**What you need to do**
Swap "utility pole" for "street lamp" in the material below and reproduce every line with no other change.

::: Supplied material :::

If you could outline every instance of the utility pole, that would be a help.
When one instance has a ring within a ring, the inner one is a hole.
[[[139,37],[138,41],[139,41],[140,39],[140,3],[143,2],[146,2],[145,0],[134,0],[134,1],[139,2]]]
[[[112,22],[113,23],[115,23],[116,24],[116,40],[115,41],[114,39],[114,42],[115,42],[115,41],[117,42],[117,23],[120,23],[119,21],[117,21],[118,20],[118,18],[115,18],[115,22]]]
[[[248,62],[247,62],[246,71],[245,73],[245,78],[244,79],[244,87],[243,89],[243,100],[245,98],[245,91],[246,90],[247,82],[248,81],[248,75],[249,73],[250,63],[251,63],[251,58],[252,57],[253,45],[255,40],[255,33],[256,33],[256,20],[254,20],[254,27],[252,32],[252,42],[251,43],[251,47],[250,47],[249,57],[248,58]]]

:::

**Solution to the exercise**
If you could outline every instance of the street lamp, that would be a help.
When one instance has a ring within a ring, the inner one is a hole.
[[[139,37],[138,41],[139,41],[140,39],[140,3],[143,2],[146,2],[145,0],[134,0],[134,1],[139,2]]]
[[[112,22],[113,23],[115,23],[116,24],[116,40],[115,41],[114,39],[114,42],[115,42],[115,41],[117,42],[117,23],[120,23],[119,21],[117,21],[118,20],[118,18],[115,18],[115,22]]]
[[[248,62],[247,62],[246,71],[245,73],[245,78],[244,79],[244,87],[243,89],[243,100],[245,98],[245,91],[246,90],[247,82],[248,81],[248,75],[249,73],[250,63],[251,63],[251,58],[252,57],[253,45],[255,40],[255,33],[256,33],[256,20],[254,20],[254,27],[252,32],[252,42],[251,43],[251,47],[250,47],[249,57],[248,58]]]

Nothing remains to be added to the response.